• AIM OF THE EXERCISE: Report the number of lines in the records below that contain the string "slice", treating uppercase and lowercase as distinct, and give only that number.

• TASK INPUT:

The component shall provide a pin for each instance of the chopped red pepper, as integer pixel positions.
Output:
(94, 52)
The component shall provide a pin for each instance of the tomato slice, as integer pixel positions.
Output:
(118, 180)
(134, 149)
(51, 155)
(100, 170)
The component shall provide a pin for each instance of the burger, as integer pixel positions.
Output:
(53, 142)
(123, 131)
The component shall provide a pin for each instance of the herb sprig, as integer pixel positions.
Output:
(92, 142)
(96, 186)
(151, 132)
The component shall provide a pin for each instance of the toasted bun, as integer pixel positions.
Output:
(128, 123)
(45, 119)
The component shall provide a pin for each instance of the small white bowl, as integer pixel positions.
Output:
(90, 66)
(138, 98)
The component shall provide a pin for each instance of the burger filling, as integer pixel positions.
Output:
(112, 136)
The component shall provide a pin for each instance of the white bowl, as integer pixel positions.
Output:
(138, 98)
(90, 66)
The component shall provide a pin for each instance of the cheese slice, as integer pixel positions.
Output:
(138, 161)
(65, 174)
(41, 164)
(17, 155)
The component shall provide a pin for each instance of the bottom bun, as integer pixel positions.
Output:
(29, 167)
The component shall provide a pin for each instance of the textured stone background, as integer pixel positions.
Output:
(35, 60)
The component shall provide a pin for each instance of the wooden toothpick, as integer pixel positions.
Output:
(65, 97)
--
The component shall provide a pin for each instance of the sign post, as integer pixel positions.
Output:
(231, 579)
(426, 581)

• RESPONSE TO THE TASK: 2